-- Start RECORDS FOR THIS EXERCISE --

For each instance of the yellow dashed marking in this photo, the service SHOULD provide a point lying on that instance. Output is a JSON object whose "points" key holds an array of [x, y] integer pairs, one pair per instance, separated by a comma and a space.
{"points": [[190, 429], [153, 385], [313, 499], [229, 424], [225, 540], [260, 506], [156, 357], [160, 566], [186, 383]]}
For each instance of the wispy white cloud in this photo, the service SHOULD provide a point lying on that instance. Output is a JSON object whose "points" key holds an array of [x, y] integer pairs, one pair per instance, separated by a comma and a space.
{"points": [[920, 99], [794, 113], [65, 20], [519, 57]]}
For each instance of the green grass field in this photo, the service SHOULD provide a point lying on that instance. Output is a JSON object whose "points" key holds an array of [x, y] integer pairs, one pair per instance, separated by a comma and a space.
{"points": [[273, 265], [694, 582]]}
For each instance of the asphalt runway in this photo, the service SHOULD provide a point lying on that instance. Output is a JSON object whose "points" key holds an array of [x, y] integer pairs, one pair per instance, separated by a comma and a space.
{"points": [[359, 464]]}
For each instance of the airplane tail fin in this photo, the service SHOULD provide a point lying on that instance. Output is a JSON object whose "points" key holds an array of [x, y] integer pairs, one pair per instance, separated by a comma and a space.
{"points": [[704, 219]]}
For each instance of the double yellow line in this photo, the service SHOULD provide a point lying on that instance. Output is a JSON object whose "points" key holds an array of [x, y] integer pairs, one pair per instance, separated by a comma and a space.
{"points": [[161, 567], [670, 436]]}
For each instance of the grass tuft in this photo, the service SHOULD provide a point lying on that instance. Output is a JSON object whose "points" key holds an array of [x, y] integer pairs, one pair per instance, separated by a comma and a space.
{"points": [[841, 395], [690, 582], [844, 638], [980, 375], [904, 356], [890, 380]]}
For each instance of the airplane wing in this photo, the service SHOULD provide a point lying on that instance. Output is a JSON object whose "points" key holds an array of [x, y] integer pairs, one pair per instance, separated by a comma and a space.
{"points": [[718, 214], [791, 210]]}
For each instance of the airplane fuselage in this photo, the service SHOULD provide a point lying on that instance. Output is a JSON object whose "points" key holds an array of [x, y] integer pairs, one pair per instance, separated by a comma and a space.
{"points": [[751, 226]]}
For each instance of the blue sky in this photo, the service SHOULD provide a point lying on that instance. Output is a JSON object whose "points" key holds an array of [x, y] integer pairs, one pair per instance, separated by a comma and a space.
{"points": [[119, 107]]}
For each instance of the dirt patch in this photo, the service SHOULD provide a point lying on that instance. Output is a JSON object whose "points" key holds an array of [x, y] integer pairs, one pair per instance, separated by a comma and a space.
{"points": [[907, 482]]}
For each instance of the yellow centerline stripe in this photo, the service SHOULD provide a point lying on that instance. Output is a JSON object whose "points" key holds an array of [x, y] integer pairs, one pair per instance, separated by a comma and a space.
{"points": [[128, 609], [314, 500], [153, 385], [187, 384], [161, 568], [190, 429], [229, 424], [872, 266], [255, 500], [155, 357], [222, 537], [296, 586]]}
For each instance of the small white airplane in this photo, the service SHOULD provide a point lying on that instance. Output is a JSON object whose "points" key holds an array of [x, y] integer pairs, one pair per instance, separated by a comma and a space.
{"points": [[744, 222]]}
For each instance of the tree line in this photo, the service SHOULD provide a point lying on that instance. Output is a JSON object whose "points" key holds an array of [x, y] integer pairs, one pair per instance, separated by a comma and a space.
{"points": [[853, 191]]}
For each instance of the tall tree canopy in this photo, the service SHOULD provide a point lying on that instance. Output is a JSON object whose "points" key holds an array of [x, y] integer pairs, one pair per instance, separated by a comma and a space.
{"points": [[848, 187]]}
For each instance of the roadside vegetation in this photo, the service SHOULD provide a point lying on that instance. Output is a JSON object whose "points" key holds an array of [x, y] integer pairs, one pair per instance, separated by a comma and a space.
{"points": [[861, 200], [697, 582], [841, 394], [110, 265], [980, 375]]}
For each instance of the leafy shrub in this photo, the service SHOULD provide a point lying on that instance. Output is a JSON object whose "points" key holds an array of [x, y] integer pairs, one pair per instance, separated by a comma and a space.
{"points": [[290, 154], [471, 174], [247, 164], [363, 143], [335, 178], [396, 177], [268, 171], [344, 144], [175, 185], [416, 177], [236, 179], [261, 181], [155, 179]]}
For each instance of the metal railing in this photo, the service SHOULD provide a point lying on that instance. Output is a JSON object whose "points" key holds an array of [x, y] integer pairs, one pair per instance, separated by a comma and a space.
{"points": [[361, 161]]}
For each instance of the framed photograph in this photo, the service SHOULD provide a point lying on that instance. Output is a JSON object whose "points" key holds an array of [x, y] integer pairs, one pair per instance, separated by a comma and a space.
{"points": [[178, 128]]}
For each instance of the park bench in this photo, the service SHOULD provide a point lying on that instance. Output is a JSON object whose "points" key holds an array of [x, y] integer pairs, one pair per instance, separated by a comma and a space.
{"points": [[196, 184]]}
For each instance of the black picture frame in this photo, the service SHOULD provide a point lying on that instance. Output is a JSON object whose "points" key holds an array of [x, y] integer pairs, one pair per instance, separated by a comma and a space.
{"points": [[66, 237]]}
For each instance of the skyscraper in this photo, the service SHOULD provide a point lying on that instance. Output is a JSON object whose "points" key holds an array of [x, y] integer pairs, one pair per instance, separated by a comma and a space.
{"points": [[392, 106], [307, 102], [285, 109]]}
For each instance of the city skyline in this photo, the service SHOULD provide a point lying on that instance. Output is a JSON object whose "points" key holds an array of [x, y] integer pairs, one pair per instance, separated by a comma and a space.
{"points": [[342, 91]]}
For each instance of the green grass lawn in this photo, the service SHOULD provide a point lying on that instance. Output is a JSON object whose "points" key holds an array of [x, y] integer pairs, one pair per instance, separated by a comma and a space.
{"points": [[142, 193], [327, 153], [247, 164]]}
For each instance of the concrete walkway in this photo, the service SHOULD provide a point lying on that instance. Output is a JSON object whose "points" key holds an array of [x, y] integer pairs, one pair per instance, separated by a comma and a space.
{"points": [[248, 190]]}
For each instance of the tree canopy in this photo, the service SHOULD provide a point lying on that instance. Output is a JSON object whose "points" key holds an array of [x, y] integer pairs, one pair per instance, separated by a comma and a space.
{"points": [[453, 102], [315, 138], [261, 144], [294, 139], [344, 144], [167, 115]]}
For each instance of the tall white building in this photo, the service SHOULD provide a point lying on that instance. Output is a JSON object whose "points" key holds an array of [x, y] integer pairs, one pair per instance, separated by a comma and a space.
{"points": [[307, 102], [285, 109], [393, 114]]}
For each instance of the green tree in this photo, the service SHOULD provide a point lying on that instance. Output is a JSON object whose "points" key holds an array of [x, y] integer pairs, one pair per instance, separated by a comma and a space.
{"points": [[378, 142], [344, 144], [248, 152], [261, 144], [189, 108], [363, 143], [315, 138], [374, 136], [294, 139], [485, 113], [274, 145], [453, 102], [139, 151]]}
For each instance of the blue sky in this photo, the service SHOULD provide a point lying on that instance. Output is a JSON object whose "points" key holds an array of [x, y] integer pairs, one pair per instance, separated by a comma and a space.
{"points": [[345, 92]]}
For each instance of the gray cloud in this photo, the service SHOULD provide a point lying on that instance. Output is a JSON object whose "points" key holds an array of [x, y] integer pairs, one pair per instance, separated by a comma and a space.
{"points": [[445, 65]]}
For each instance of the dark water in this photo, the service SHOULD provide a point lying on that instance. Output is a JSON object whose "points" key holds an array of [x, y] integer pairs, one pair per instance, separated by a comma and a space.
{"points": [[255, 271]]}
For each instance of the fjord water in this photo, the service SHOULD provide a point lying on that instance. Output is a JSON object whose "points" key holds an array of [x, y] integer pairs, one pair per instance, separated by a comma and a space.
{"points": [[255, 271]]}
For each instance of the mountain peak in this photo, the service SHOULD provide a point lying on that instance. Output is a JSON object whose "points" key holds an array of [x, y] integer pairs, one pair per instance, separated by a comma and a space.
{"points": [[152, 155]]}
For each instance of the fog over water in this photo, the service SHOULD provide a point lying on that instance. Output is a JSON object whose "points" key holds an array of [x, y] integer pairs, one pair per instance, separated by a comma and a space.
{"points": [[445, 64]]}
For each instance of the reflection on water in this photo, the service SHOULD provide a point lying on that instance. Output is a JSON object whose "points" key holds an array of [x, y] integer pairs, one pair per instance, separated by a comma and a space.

-- End RECORDS FOR THIS EXERCISE --

== DO THIS ==
Arrange the lines as a numbered list, starting with the line that contains "For each instance of the fjord" and continuing through the last line of the items. Omit any blank lines.

== RESULT OF THE TASK ==
1. For each instance of the fjord water in this photo, the service SHOULD provide a point lying on that instance. Output is a JSON object whose "points" key holds an array of [x, y] integer pairs, one pair per instance, separated by a comma and a space.
2. {"points": [[255, 271]]}
3. For each instance of the mountain peak in this photo, the service SHOULD provide a point lying on that instance. Output is a JSON object whose "points" key holds an array of [x, y] integer pairs, one pair per instance, separated by a comma and a space.
4. {"points": [[152, 155]]}
5. For each instance of the fog over water in this photo, the service SHOULD provide a point lying on that instance. Output is a JSON object whose "points" key holds an array of [x, y] integer pairs, one pair per instance, separated by a comma and a space.
6. {"points": [[445, 64]]}
7. For each instance of the reflection on water in this photo, the service SHOULD provide a point lying on that instance. Output is a JSON object whose "points" key holds an array of [x, y] integer pairs, one pair per instance, separated by a comma and a space.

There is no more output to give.